Subject Re: [ib-support] Re: Please remove the ambiguity check
Author Claudio Valderrama C.
""Ann W. Harrison"" <aharrison@...> wrote in message
news:5.1.0.14.2.20011211110442.04290b48@......
>
> I was wrong. Claudio is absolutely correct that the ambiguity checking
> is done in DSQL and that all this ruckus has been about that. The engine
> never sees an ambiguous field reference - it can't be expressed in BLR.

I don't think that the conclusion is that you are wrong, but what's your
point of view: DSQL or the core engine. Let's say that IB's proprietary,
high level language is GDML. To me, there's no way to write ambuiguous field
references in GDML, since all fields are qualified and this seems to be
mandatory. So, GDML users probably never had a chance to complain... they
were used to fully qualified fields. The only internal language, BLR, works
with streams, rivers, lagoons (no lagoons no, unless we have a leak <g>) and
other concepts. There are several ways to visualize BLR in a human-readable
way to understand how a procedure or a simple SELECT is expressed.

Now, when SQL was crowned as the widely accepted language (language whose
standardarization is a joke if you compare db engines), it was declarative,
not procedural and didn't demand the users to qualify fields. I wonder what
do other engines with ambiguities. In the case of IB, the people that
developed or enhanced the DSQL layer chose to be "user friendly" and take
away from the user the burden of prefixing fiields with their owning table
or procedure (in the case of selectable stored procedures). It makes sense
for me in the typical case of one table. It starts to be confusing when you
have a sub-select. It becomes a problem when you have an inner join and
turns worse when you have an outer join.

For years, Borland NGs have been plagued by occasional posts from smart
people that realized that changing the order of table names in the FROM
clause could alter totally the result set. I found that the rule is: given
an ambiguous field, IB will pick the last table in the FROM list. This can
spoil totally the intended result from an outer join, for example. Worse,
someone posted that FB was returning different "random" results than IB in
this regard. Initially, the ambiguity check did a warning, but let's face
it, few tools care about warnings. They are poorly documented if documented
at all, including how to detect them.

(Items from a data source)
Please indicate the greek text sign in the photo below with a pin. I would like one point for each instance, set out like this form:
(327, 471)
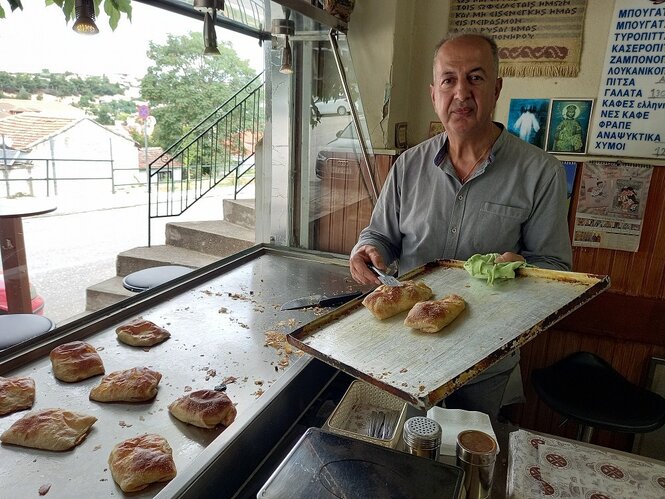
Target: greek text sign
(630, 109)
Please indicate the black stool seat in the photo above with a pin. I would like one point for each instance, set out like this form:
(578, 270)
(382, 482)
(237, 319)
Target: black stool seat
(15, 328)
(586, 388)
(145, 279)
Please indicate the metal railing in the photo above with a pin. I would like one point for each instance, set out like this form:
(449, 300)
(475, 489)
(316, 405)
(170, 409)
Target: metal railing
(220, 147)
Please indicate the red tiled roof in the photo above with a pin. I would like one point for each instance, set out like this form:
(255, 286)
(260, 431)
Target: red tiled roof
(26, 130)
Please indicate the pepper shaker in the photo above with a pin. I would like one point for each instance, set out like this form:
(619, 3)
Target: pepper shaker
(422, 437)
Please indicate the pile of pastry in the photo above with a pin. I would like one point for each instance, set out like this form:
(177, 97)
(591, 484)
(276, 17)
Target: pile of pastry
(428, 316)
(134, 463)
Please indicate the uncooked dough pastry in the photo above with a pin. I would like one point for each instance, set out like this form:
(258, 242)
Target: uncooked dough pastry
(49, 429)
(142, 333)
(432, 316)
(137, 462)
(131, 385)
(386, 301)
(16, 394)
(76, 361)
(204, 408)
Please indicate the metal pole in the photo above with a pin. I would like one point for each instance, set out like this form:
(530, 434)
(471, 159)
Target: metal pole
(4, 161)
(55, 175)
(371, 188)
(112, 169)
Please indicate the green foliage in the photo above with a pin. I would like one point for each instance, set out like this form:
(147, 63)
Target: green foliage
(113, 8)
(183, 86)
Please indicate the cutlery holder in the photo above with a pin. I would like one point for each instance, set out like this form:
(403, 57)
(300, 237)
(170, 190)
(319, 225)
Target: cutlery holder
(352, 416)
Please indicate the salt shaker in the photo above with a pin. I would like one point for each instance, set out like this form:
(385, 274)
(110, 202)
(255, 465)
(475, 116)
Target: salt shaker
(476, 454)
(422, 437)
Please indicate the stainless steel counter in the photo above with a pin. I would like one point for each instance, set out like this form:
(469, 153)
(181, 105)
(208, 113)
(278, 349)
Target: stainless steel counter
(218, 317)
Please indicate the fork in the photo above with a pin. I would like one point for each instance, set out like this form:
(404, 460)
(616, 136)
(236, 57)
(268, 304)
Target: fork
(386, 279)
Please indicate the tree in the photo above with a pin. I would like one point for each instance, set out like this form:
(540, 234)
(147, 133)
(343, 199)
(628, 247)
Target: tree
(183, 86)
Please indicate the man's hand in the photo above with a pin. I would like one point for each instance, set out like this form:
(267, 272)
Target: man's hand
(509, 257)
(358, 264)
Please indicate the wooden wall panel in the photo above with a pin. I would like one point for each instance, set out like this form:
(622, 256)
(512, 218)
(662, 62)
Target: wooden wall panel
(346, 207)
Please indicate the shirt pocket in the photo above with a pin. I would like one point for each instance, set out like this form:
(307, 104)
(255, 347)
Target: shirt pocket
(499, 228)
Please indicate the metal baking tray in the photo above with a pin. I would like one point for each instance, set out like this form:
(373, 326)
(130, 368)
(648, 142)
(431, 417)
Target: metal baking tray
(218, 317)
(424, 368)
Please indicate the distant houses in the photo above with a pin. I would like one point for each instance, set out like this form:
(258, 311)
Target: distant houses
(63, 156)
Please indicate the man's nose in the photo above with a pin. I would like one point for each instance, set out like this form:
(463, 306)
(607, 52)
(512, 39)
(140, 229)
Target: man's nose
(462, 89)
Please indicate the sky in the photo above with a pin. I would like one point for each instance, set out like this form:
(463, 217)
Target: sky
(38, 37)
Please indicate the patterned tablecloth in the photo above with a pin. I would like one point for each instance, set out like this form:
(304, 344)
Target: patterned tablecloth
(544, 466)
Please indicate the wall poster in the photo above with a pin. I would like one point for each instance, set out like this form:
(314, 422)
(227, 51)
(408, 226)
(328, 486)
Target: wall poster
(611, 203)
(630, 109)
(527, 119)
(535, 38)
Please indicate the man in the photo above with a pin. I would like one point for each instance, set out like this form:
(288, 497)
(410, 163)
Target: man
(473, 189)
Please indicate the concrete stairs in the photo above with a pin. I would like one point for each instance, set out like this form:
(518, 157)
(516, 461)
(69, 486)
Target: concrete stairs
(192, 244)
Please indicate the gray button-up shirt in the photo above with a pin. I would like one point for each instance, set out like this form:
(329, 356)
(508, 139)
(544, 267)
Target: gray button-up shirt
(515, 201)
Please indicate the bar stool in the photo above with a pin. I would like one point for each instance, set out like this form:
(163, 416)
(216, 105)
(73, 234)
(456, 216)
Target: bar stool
(142, 280)
(16, 328)
(585, 388)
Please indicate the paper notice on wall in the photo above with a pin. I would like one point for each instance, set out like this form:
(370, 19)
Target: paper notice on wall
(630, 109)
(611, 202)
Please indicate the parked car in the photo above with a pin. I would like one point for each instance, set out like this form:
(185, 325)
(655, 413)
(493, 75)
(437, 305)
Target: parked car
(345, 146)
(37, 301)
(336, 106)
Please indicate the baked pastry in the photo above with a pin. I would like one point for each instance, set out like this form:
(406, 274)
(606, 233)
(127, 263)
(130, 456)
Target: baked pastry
(131, 385)
(16, 394)
(137, 462)
(76, 361)
(49, 429)
(204, 408)
(386, 301)
(142, 333)
(432, 316)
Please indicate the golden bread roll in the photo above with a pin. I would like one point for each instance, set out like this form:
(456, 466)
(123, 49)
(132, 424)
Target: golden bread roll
(204, 408)
(49, 429)
(142, 333)
(75, 361)
(16, 394)
(432, 316)
(386, 301)
(137, 462)
(131, 385)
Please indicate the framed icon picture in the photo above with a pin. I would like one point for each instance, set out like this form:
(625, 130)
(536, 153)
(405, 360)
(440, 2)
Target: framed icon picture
(527, 119)
(568, 128)
(400, 135)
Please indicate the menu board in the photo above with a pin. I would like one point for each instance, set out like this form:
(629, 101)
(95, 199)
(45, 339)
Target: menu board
(630, 109)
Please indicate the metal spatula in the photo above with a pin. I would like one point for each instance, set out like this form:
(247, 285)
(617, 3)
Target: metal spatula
(386, 279)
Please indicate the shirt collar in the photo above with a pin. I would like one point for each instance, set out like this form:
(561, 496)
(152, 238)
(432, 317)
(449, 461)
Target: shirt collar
(443, 152)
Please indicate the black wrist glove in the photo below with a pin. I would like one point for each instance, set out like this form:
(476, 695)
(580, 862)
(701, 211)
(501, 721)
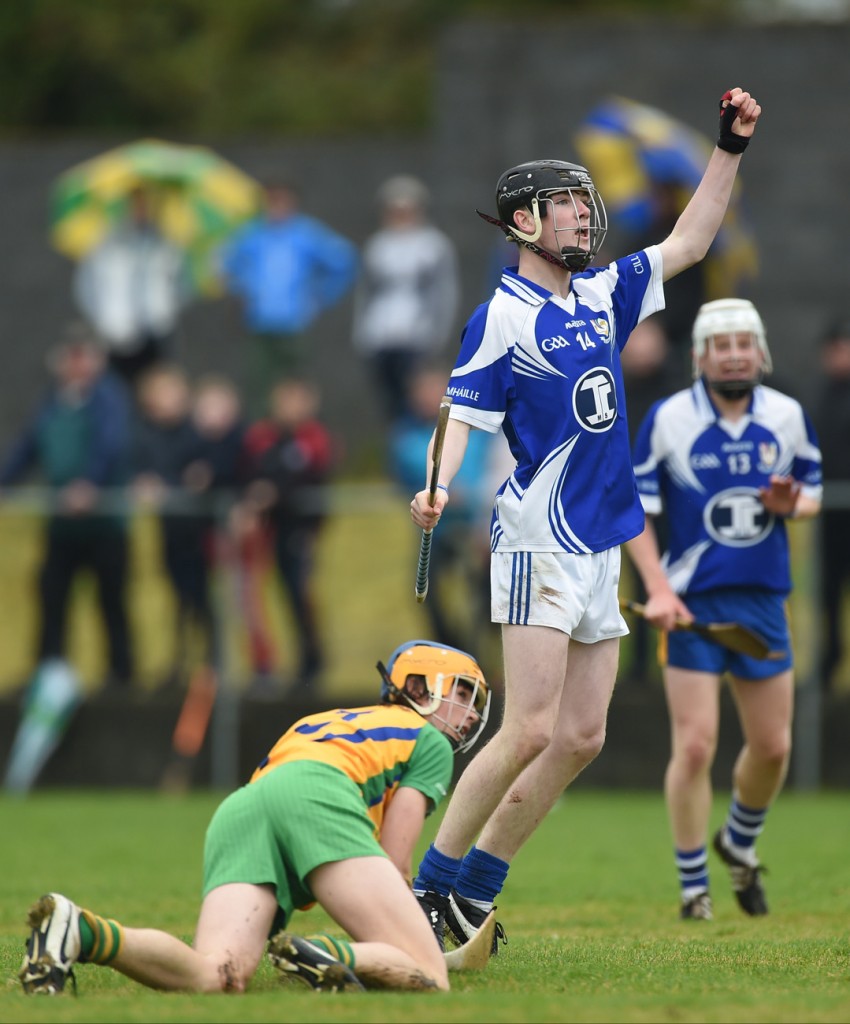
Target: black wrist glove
(728, 140)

EXERCISE SET:
a) In the post on the ambiguity check, which table does IB pick when a field is ambiguous?
b) Resume the post on the ambiguity check from the point where it stops.
The entries aren't needed here.

RESULTS FOR THE EXERCISE:
a) IB picks the last table in the FROM list.

b)
Ann said that she was prepared to defend that change because the added
nuisance means no accidental wrong results. The rejection of those cases was
made mandatory. No warning, but error. The original code wasn't nice. I
thought I could report to the caller functions the number of times a field
is repeated. Once in the road, the idea proved to be nightmarish. I passed a
pointer to some functions to get back the result, but since there can be
several recusive invocations of the parsing code in the DSQL layer, it was
possible to get a number greater than one without having any ambiguity. The
original idea was to say "there's an ambiguity in the GROUP BY clause", for
example. Since it was abandoned, several calls piggybacked a parameter that
was no longer in use. The new code simply says that there's an ambiguous
field, gives the field name and the tables that share it. If you have a
40-lines SQL statement, good luck!

For anyone keeping an eye in fb-devel, it's evident that the code has to
undergo several modifications to not stop valid statements. At some time
between RC1 and RC2, Ann decided to rewrite the code. It looks better now,
without the legacy parameter that was abandoned. Any code rewriting is
traumatic and that wasn't the exception, just ask Ann. <g> But someone
discovered that the legacy Visigenic driver produces some ambiguous
statements, hence it couldn't query metatada. (I will keep to myself the
comments why someone would want to stick to the Visigenic or the Merant
drivers, when you have Gorham and Karyakin among others, both offering good
ODBC drivers.) So Ann made the ambiguity a warning in dialect 1 but an error
in dialect 3. Without need to say, the legacy ODBC drivers are not-dialect
aware, that in practical terms gets translated into dialect 1. This is how
FB RC2 will work. There's no config param, sorry.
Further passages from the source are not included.